- **SELECTED PASSAGE**
-- start --

Does anyone have any experience or tips for one word name calls

We're a buck and belly wing T offense, so its formation & play.  Play determines the blocking... 

I like Dave’s suggestion about putting plays on wrists. 

Since, I’m on the field with the kids (3rd & 4th gr) I can handle most Q’s in the huddle. 

We’re Wing T, but use colors to designate formations.  Colors with Rrrrr.... sound in them put the strength (TE & Wing) to the  Rrr-Right.  Colors with the Lllll... sound in them put the strength to the Llll-Left.   

Compare to Delware Wing T formations:  Green = 100; Black = 900.   Grey sets the HB to strength = 300; Gold to left = 700.  Red; Strength is right, HB is in slot to left; Blue Strength is left, HB in slot to right.  White is full house T.  We flip the HB and WB by formation, our HB is always the HB, the WB is always the WB.

Usually we pick a base formation based on our HB talent.  For the first couple yrs we were mostly Red/Blue, the last couple mostly Green / Black.   We like Grey / Gold on Short yardage and Goalline. 

Currently, if we use motion, its only the Wing Back coming in Jet motion, so it’s just ‘Jet’.   We have ‘Sky’ motion for the HB from Red/Blue if we want him to motion back thru the traditional HB position, but haven't used it the last 2 seasons.

-- end --

- **LIST OF TASKS**
1. In the post about naming Wing T formations with colors, which formation does White designate?
2. Carry on the post about naming Wing T formations with colors, starting after its last sentence.

- **RECORDED INFORMATION**
-- start --

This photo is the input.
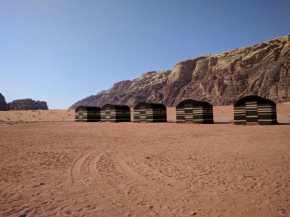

-- end --

- **WRITTEN ANSWERS**
1. White designates the full house T formation.

2.
We are series based so we number our Belly, Bucksweep action;  basically 20 (belly left), 40 (Bucksweep), 80 (Belly right), were we to run the option it’d be mid-line = 60 series.   Basically, we tell the FB to read left to right, 20 he goes left, 40 / 60 he goes middle(ish), 80 he goes right.

Pass plays are 10 series = screen passes; 30 series = 3 step drop; 50 series = 5 step drop; 70 series = 7 step drop; 90 series = roll-outs.   Most our passing is on play-action waggle so we don’t use the pass series often unless we have a pass-catch combo & then its mostly been 30 series (Slant and Arrow).   Our most productive pass has been 20 belly waggle pass, the Strongside TE (Y) fakes a down block then 5 yard square out / X runs a deep drag across the middle (depth depends on QB arm strength).  Defense tends to chase the FB to our left while we're throwing to the right.

Our X end usually is tight, we do call ‘plus’ to put him wide to the strong side creating an unbalanced formation.   Wouldn't believe how often the Defense doens't catch this, and have a backside CB defending grass.  If we want him tight, it’s Plus Nasty.  Putting the X a yard wider on the LOS than the WB.  Basically flexed. 

We used to number holes and so our bread and butter; Buckshort which we always run toward strength, almost always to the right the last few yrs. was 46 = 40 series backfield action to 6 hole.  One of our kids once asked, we always run 40 Buckshort to 6 hole why do we have to add the 6?   So, now we don’t bother numbering holes, its just 40 buckshort.  At the next level up, different teams number the holes differently anyway, so if needed, we use defensive calls = A gap, B gap, etc. – one less thing.  

We do have a slight change up in our play call when we run wingback on bucksweep to the weak side. 40 wing around

Our most common calls the last couple yrs ~ 80-90% of the time:

Green 20 belly; Green 40 & Black 40 buckshort (sometimes Green plus); Green 40 Wing around; Green 80 belly (sometimes plus).   On goalline; Grey Plus Nasty 80 Belly.   We have the usual traps and counters, which one(s) we run depends on the kid who runs his trap / counter the best.  This last season 40 QB spinner was our best counter.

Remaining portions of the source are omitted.